• Requirements: Write out every line of the items from the line with "Planogram-check task. Target: wooden bench" up to and including the line with "point(796, 1243)", shifting each point by adding 36 to both its x and y coordinates.

......

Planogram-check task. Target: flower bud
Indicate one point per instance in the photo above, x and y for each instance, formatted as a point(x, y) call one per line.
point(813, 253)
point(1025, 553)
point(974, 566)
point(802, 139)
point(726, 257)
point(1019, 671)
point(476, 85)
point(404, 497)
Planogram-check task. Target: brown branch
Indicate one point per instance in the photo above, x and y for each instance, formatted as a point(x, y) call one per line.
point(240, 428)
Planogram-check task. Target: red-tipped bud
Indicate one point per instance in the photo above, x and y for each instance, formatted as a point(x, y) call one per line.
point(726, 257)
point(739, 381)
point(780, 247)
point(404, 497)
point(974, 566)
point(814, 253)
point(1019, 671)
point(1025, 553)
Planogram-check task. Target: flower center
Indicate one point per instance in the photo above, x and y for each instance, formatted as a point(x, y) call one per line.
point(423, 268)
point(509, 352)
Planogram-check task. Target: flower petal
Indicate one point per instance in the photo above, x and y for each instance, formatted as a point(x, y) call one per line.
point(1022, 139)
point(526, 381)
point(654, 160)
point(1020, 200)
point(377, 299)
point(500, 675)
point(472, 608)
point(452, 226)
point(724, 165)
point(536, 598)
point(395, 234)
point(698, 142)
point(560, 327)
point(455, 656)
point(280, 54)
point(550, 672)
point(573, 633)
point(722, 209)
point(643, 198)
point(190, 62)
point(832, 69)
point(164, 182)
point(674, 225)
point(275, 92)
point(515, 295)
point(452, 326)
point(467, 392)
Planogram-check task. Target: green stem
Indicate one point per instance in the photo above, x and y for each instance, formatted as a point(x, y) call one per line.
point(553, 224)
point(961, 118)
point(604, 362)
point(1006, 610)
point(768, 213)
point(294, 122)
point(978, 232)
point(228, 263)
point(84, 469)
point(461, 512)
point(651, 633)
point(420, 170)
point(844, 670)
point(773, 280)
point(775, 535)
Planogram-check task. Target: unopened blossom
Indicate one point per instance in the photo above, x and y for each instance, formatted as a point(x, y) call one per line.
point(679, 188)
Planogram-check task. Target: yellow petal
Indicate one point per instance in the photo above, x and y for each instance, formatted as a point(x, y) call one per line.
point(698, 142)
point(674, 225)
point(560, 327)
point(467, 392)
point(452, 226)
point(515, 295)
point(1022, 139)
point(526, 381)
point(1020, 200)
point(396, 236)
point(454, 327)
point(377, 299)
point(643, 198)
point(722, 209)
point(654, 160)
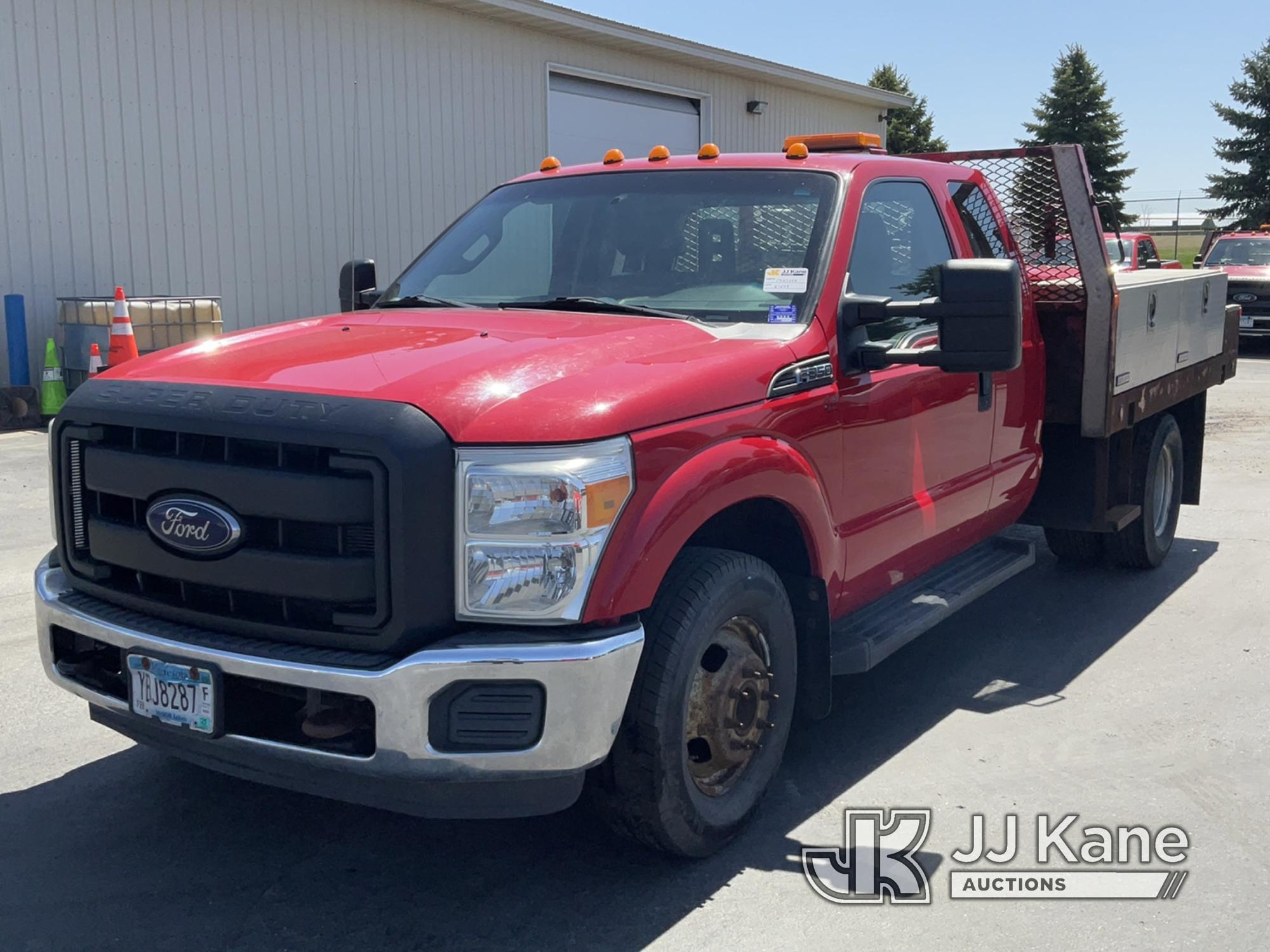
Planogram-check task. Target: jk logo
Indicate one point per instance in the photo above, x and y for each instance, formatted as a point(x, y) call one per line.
point(876, 861)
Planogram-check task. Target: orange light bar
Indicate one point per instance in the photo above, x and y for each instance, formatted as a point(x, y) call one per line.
point(838, 142)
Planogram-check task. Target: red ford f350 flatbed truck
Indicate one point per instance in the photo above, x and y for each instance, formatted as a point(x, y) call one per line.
point(618, 474)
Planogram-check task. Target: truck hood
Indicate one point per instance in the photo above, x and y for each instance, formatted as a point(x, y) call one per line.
point(492, 376)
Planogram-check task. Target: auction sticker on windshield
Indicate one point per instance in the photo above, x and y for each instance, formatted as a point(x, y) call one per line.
point(177, 694)
point(789, 281)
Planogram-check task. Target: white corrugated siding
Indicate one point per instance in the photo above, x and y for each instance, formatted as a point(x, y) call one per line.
point(208, 147)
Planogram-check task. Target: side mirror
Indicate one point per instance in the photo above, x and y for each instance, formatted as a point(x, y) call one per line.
point(980, 314)
point(358, 289)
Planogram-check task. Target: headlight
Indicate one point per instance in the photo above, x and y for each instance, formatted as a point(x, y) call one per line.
point(533, 524)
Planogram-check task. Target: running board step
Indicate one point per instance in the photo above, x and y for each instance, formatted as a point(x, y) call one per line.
point(868, 637)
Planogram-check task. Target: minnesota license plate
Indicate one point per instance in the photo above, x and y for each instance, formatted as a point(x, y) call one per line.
point(175, 692)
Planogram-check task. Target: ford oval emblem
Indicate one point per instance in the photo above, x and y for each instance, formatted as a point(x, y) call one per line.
point(194, 526)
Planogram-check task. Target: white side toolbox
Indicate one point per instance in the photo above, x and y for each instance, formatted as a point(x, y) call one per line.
point(1166, 321)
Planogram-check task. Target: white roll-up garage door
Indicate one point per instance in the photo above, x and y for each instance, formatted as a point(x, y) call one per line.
point(587, 119)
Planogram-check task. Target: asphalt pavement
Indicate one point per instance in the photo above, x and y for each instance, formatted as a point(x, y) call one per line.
point(1131, 699)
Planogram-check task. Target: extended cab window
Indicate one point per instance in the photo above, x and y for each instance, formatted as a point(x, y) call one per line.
point(977, 219)
point(712, 244)
point(899, 248)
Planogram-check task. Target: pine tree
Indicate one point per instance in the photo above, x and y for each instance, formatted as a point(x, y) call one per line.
point(1245, 196)
point(1078, 110)
point(911, 129)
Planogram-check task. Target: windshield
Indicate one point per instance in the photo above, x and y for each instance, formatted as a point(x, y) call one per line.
point(1255, 252)
point(725, 246)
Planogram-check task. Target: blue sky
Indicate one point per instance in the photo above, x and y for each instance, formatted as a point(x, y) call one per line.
point(984, 65)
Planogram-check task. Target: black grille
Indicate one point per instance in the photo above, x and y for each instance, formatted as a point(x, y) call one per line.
point(345, 505)
point(308, 558)
point(1259, 307)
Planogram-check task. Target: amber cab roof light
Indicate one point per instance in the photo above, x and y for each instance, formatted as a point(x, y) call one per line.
point(839, 143)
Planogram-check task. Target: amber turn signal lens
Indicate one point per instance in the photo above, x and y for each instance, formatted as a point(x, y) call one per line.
point(605, 499)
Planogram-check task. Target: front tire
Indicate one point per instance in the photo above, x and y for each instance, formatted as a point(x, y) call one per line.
point(711, 710)
point(1158, 486)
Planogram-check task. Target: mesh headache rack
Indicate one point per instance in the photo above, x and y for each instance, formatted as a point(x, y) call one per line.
point(1047, 199)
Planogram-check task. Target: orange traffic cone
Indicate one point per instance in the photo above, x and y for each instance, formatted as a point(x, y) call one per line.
point(124, 346)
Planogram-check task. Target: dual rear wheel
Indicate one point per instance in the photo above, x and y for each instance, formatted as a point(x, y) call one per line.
point(1158, 487)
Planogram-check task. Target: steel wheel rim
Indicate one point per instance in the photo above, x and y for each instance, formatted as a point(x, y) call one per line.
point(730, 706)
point(1164, 492)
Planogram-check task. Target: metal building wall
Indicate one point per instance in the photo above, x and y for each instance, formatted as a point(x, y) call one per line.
point(213, 147)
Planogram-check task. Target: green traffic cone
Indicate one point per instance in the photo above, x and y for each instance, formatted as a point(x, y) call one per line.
point(53, 389)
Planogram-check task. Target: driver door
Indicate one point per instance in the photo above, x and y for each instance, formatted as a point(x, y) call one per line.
point(918, 441)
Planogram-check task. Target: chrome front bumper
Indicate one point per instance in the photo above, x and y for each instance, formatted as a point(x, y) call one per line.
point(586, 684)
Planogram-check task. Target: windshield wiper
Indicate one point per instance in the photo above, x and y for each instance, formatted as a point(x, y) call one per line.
point(594, 304)
point(421, 301)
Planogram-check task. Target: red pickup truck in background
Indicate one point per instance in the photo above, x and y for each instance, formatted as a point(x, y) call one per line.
point(617, 475)
point(1245, 257)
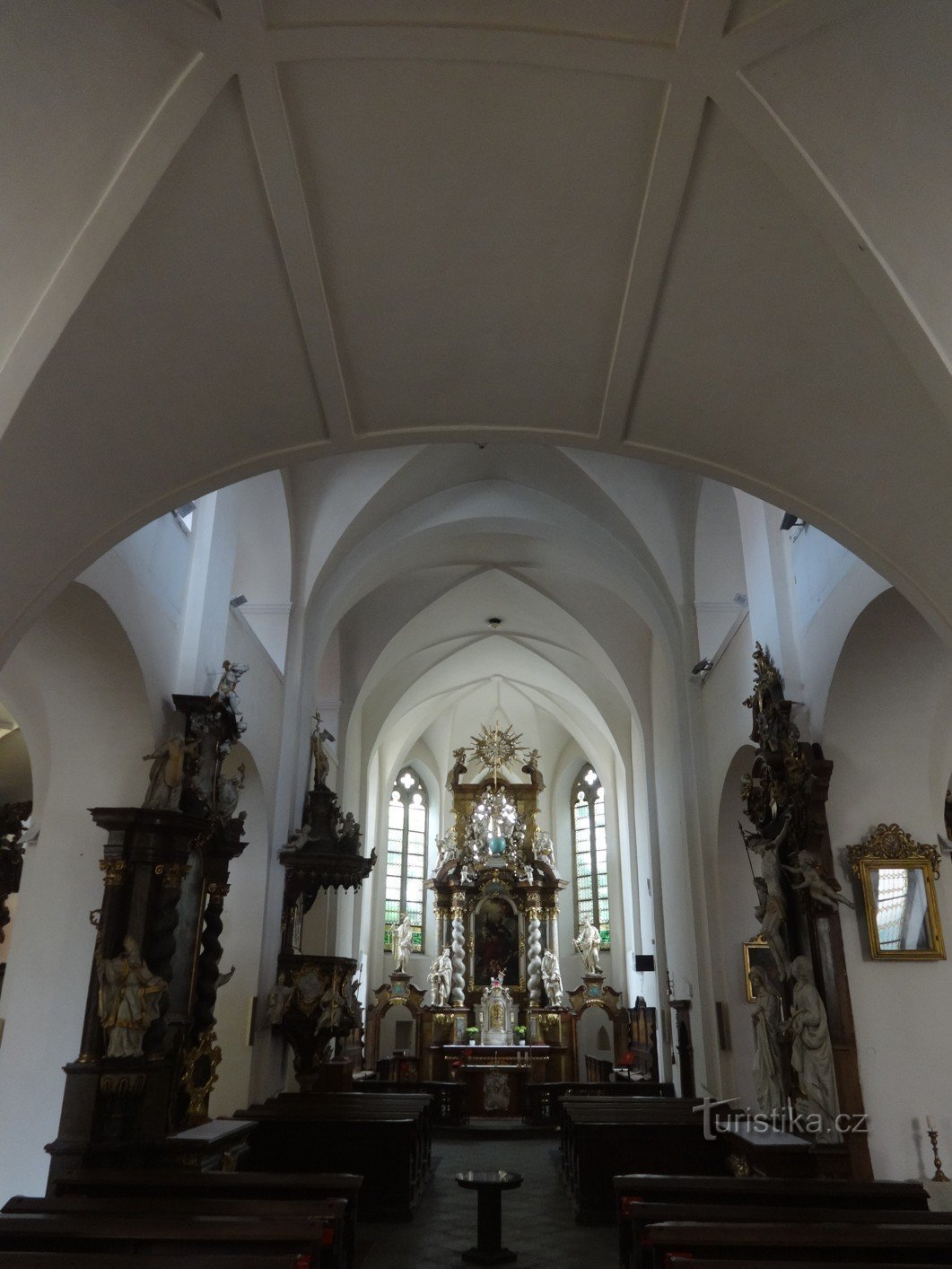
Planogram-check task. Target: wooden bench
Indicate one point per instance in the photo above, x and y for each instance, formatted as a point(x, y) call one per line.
point(173, 1186)
point(600, 1137)
point(113, 1260)
point(633, 1189)
point(449, 1098)
point(648, 1214)
point(385, 1139)
point(541, 1106)
point(227, 1238)
point(796, 1243)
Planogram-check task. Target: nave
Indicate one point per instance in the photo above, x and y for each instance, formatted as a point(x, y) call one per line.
point(537, 1219)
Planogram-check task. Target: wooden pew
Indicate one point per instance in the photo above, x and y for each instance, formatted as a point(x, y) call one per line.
point(290, 1212)
point(386, 1139)
point(112, 1260)
point(173, 1186)
point(648, 1214)
point(600, 1137)
point(449, 1098)
point(633, 1189)
point(227, 1238)
point(802, 1243)
point(541, 1102)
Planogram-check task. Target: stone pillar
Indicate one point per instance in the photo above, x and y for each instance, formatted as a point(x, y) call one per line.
point(457, 993)
point(533, 958)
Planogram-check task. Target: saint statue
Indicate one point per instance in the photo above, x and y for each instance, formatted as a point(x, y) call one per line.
point(403, 943)
point(459, 769)
point(441, 978)
point(588, 946)
point(772, 905)
point(811, 1055)
point(321, 763)
point(277, 1002)
point(553, 978)
point(128, 999)
point(768, 1067)
point(167, 775)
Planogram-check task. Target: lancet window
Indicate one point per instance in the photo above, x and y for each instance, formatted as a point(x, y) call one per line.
point(590, 852)
point(406, 855)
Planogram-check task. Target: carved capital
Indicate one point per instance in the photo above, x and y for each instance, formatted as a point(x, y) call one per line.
point(113, 871)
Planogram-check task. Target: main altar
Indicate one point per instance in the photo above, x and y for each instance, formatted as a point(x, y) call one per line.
point(496, 1017)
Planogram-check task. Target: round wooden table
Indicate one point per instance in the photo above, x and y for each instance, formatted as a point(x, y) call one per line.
point(489, 1249)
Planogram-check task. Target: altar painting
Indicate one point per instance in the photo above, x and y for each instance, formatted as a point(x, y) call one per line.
point(495, 941)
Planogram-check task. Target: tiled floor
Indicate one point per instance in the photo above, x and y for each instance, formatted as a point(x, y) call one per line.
point(537, 1220)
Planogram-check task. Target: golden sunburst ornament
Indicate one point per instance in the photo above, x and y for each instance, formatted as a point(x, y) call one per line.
point(496, 748)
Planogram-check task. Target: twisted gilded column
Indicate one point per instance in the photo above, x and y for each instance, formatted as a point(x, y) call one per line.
point(457, 993)
point(533, 977)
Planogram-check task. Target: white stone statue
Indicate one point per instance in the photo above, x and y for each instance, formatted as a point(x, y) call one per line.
point(168, 773)
point(403, 943)
point(768, 1067)
point(772, 906)
point(321, 763)
point(808, 867)
point(227, 684)
point(588, 946)
point(128, 1000)
point(553, 978)
point(441, 978)
point(277, 1002)
point(447, 848)
point(811, 1054)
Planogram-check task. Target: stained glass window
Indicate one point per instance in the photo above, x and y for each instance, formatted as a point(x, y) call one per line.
point(590, 852)
point(406, 855)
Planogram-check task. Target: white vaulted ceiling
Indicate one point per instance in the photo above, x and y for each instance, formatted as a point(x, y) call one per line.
point(703, 232)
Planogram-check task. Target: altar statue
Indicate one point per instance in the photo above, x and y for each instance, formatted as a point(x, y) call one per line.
point(277, 1002)
point(167, 775)
point(588, 946)
point(811, 1056)
point(768, 1069)
point(441, 978)
point(808, 866)
point(553, 978)
point(403, 943)
point(772, 906)
point(321, 763)
point(128, 999)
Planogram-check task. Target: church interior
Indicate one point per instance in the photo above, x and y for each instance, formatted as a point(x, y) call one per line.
point(475, 634)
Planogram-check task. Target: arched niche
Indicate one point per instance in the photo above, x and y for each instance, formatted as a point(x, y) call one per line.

......

• Answer to this task:
Planogram-check task. Target: wooden bench
Indicate one point per instance in the photo above, x and y for each instance, formatted as a point(x, y) call one per line.
point(209, 1222)
point(636, 1173)
point(149, 1296)
point(669, 1225)
point(485, 1134)
point(684, 1250)
point(421, 1175)
point(577, 1142)
point(263, 1274)
point(832, 1279)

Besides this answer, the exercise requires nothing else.